PAGE EXTRACT:
##########

[Numpy-svn] r3877 - trunk/numpy/core

numpy-svn@scip... numpy-svn@scip...
Mon Jul 2 09:55:14 CDT 2007


Author: cookedm
Date: 2007-07-02 09:55:12 -0500 (Mon, 02 Jul 2007)
New Revision: 3877

Modified:
   trunk/numpy/core/arrayprint.py
Log:
NaN and Inf in arrays print always as NaN or Inf (not platform-dependent)
 - strings used for NaN and Inf can be set with `set_printoptions`
 - `get_printoptions` returns a dict instead of a tuple now
 - an array of complex longfloats prints negative imaginary components
   correctly (no more 1--2j).
 - minor cleanups to use Python 2.3 idioms


Modified: trunk/numpy/core/arrayprint.py
===================================================================
--- trunk/numpy/core/arrayprint.py	2007-06-30 14:42:31 UTC (rev 3876)
+++ trunk/numpy/core/arrayprint.py	2007-07-02 14:55:12 UTC (rev 3877)
@@ -13,60 +13,27 @@
 # and by Travis Oliphant  2005-8-22 for numpy
 
 import sys
-import numeric      as _gen
+import numeric      as _nc
 import numerictypes as _nt
-import umath        as _uf
+from umath import maximum, minimum, absolute, not_equal, isnan, isinf
 from multiarray import format_longfloat
 from fromnumeric import ravel
-_nc = _gen
 
-# The following functions are emergency substitutes for numeric functions
-# which sometimes get broken during development.
-
 def product(x, y): return x*y
 
-def _maximum_reduce(arr):
-    maximum = arr[0]
-    for i in xrange(1, arr.nelements()):
-        if arr[i] > maximum: maximum = arr[i]
-    return maximum
-
-def _minimum_reduce(arr):
-    minimum = arr[0]
-    for i in xrange(1, arr.nelements()):
-        if arr[i] < minimum: minimum = arr[i]
-    return minimum
-
-def _numeric_compress(arr):
-    nonzero = 0
-    for i in xrange(arr.nelements()):
-        if arr[i] != 0: nonzero += 1
-    retarr = _nc.zeros((nonzero,))
-    nonzero = 0
-    for i in xrange(arr.nelements()):
-        if arr[i] != 0:
-            retarr[nonzero] = abs(arr[i])
-            nonzero += 1
-    return retarr
-
-_failsafe = 0
-if _failsafe:
-    max_reduce = _maximum_reduce
-    min_reduce = _minimum_reduce
-else:
-    max_reduce = _uf.maximum.reduce
-    min_reduce = _uf.minimum.reduce
-
 _summaryEdgeItems = 3     # repr N leading and trailing items of each dimension
 _summaryThreshold = 1000 # total items > triggers array summarization
 
 _float_output_precision = 8
 _float_output_suppress_small = False
 _line_width = 75
+_nan_str = 'NaN'
+_inf_str = 'Inf'
 
 
 def set_printoptions(precision=None, threshold=None, edgeitems=None,
-                     linewidth=None, suppress=None):
+                     linewidth=None, suppress=None,
+                     nanstr=None, infstr=None):
     """Set options associated with printing.
 
     :Parameters:
@@ -84,44 +51,58 @@
         suppress : bool
             Whether or not suppress printing of small floating point values
             using scientific notation (default False).
+        nanstr : string
+            String representation of floating point not-a-number (default nan).
+        infstr : string
+            String representation of floating point infinity (default inf).

##########

WHAT IS NEEDED: Pick up the arrayprint.py revision diff above after its final line and continue it.

ENTRIES SUPPLIED:
##########

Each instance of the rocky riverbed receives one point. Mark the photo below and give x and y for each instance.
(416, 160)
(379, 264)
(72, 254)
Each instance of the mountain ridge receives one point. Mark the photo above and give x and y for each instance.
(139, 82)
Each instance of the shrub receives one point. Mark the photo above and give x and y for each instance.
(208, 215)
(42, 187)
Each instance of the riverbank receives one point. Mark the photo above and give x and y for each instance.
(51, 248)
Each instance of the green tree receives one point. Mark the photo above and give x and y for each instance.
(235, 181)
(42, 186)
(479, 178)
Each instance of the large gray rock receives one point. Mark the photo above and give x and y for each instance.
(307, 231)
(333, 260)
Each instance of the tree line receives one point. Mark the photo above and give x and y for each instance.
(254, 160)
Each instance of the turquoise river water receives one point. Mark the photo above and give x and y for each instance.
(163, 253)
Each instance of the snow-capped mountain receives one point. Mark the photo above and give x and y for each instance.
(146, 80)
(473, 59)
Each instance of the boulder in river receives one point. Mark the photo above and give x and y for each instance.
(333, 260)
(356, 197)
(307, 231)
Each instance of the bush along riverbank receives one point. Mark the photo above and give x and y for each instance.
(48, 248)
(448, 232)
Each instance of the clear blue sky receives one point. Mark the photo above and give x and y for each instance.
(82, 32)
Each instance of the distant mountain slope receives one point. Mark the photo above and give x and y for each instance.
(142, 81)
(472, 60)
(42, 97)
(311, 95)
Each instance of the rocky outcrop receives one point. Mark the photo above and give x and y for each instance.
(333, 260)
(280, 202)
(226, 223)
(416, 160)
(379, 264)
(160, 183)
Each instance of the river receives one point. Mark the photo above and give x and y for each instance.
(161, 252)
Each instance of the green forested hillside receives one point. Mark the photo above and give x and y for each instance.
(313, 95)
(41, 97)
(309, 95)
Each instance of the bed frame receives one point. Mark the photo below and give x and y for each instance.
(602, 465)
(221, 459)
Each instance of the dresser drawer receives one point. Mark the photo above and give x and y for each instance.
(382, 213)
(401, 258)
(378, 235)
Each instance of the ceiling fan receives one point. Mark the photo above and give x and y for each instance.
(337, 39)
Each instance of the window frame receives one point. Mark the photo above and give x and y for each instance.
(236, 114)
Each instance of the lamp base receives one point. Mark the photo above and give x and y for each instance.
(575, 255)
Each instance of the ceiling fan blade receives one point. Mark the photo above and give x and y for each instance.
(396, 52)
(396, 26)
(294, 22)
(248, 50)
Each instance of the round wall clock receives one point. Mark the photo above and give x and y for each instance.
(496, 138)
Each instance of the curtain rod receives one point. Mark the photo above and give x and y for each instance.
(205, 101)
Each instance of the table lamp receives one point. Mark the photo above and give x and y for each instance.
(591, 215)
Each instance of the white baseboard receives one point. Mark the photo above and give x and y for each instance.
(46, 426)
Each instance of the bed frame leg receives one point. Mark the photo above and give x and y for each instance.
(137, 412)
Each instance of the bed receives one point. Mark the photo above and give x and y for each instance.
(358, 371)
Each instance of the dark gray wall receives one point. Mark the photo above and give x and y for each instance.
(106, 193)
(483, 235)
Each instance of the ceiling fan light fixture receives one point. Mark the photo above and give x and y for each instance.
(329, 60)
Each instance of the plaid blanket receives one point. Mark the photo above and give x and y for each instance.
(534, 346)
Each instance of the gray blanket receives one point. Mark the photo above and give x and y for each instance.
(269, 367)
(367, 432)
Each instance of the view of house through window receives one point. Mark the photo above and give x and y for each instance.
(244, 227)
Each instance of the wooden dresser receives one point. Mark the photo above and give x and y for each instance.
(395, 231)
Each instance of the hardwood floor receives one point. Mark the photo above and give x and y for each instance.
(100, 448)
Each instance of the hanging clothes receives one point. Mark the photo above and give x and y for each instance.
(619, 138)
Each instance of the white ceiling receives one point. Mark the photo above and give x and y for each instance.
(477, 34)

##########

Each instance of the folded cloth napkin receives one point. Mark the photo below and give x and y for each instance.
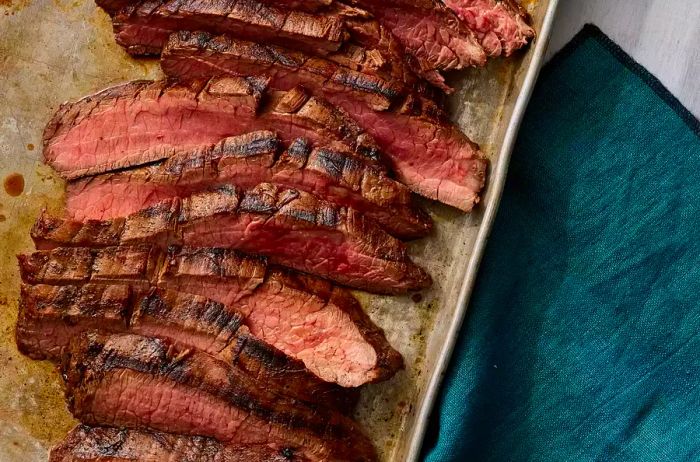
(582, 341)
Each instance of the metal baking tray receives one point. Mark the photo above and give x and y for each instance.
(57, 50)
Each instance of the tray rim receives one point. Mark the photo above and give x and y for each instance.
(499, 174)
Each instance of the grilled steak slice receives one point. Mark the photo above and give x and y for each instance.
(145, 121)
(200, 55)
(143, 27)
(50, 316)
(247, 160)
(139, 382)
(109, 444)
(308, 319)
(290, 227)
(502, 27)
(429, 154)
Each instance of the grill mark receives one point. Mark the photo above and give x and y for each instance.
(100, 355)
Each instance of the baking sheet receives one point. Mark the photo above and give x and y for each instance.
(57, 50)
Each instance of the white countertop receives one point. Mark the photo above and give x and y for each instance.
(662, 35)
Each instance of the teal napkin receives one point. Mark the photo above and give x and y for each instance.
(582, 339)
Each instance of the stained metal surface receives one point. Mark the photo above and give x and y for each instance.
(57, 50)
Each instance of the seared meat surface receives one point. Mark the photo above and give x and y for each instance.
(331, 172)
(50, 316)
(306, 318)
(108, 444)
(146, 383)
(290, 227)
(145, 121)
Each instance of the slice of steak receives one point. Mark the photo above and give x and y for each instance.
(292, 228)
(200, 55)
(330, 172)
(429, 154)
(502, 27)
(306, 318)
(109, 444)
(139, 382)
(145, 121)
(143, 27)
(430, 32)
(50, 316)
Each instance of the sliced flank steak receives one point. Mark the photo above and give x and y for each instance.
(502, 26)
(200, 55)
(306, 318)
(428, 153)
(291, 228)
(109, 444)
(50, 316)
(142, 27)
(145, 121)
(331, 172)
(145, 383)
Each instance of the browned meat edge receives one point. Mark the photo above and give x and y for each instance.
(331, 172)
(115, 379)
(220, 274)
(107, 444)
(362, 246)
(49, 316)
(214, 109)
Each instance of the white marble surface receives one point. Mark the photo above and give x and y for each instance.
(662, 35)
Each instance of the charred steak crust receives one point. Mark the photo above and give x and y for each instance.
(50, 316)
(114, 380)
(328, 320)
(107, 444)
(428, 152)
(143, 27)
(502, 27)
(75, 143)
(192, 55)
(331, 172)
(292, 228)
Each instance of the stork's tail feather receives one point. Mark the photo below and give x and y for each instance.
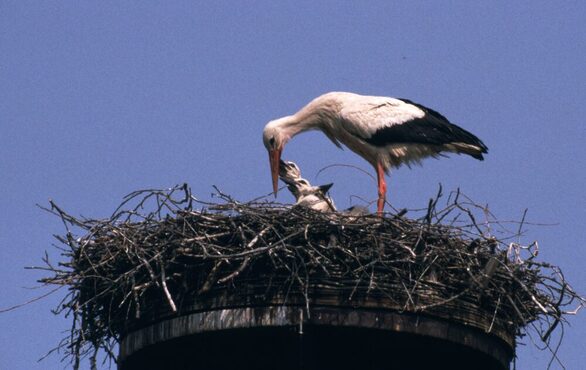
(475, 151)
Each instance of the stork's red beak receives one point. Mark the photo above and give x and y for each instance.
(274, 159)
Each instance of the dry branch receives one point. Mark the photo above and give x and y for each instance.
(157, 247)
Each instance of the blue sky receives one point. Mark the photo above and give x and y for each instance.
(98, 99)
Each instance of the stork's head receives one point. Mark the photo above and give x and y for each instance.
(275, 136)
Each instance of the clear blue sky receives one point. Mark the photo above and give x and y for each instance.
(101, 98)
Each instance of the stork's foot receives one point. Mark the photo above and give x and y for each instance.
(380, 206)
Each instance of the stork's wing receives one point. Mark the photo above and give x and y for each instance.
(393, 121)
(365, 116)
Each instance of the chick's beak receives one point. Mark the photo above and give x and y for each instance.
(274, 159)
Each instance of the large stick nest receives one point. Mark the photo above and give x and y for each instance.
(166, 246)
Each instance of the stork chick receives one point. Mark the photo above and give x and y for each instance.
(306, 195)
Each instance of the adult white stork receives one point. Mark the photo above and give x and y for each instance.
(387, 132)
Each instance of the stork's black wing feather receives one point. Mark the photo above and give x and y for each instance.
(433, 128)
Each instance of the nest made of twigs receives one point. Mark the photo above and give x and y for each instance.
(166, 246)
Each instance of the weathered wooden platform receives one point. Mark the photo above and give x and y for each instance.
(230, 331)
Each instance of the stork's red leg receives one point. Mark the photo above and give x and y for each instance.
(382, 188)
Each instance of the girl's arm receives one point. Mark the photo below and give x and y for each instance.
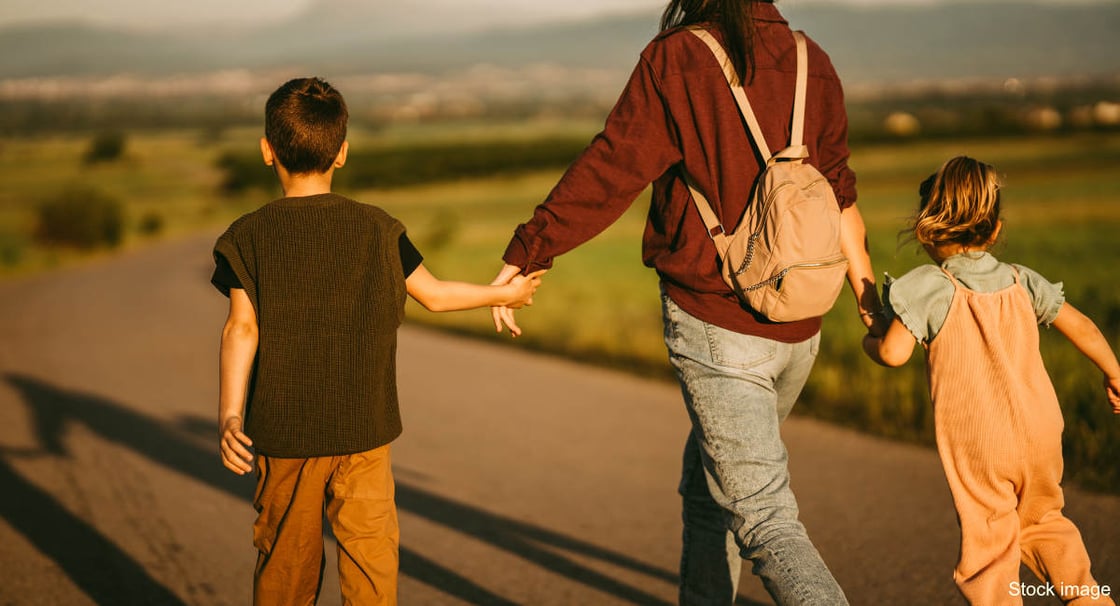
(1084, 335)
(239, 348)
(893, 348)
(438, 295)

##########

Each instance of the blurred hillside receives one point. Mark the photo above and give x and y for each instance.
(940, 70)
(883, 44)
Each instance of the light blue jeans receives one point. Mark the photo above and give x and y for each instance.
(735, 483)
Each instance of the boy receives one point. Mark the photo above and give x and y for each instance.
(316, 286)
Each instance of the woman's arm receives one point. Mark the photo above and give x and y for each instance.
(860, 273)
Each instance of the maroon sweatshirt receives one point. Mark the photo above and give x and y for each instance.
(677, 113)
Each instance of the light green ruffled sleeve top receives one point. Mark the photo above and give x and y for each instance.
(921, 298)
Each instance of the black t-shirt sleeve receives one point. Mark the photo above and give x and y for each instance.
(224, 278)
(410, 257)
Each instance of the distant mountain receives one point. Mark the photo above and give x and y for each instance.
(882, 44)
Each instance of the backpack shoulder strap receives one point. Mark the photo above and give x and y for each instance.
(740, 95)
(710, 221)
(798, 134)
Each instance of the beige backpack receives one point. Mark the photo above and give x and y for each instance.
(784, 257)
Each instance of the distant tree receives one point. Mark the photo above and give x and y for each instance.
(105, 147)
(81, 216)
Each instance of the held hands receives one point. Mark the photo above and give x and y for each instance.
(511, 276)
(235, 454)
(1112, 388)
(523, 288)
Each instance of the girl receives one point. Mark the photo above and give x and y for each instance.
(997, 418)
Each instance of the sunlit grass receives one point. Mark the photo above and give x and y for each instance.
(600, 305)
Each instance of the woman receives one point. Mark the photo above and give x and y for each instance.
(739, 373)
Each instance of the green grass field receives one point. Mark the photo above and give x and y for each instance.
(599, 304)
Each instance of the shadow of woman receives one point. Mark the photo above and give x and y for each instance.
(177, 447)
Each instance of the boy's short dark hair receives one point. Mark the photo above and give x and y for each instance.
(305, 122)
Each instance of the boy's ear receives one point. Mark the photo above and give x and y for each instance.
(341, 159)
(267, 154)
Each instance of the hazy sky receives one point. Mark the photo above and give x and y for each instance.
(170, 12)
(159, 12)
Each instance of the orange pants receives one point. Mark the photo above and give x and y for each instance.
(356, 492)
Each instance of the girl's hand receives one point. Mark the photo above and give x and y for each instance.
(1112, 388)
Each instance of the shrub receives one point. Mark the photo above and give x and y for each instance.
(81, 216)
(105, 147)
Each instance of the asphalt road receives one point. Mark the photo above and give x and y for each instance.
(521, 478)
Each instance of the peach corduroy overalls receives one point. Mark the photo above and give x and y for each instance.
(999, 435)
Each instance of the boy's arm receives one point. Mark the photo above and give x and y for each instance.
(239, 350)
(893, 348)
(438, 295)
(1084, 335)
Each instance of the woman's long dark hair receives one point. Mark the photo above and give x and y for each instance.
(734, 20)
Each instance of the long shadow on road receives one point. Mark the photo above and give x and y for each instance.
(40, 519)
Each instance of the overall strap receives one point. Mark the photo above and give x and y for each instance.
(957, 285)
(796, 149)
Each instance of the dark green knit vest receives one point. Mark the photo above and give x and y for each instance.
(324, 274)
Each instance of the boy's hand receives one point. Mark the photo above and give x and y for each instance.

##########

OUTPUT FOR THIS EXERCISE:
     """
 
     global _summaryThreshold, _summaryEdgeItems, _float_output_precision, \
-           _line_width, _float_output_suppress_small
-    if (linewidth is not None):
+           _line_width, _float_output_suppress_small, _nan_str, _inf_str
+    if linewidth is not None:
         _line_width = linewidth
-    if (threshold is not None):
+    if threshold is not None:
         _summaryThreshold = threshold
-    if (edgeitems is not None):
+    if edgeitems is not None:
         _summaryEdgeItems = edgeitems
-    if (precision is not None):
+    if precision is not None:
         _float_output_precision = precision
-    if (suppress is not None):
+    if suppress is not None:
         _float_output_suppress_small = not not suppress
-    return
+    if nanstr is not None:
+        _nan_str = nanstr
+    if infstr is not None:
+        _inf_str = infstr
 
 def get_printoptions():
     """Return the current print options.
 
     :Returns:
-        precision : int
-        threshold : int
-        edgeitems : int
-        linewidth : int
-        suppress : bool
+        dictionary of current print options with keys
+        - precision : int
+        - threshold : int
+        - edgeitems : int
+        - linewidth : int
+        - suppress : bool
+        - nanstr : string
+        - infstr : string
 
     :SeeAlso:
      - set_printoptions : parameter descriptions
-
     """
-    return _float_output_precision, _summaryThreshold, _summaryEdgeItems, \
-           _line_width, _float_output_suppress_small
+    d = dict(precision=_float_output_precision,
+             threshold=_summaryThreshold,
+             edgeitems=_summaryEdgeItems,
+             linewidth=_line_width,
+             suppress=_float_output_suppress_small,
+             nanstr=_nan_str,
+             infstr=_inf_str)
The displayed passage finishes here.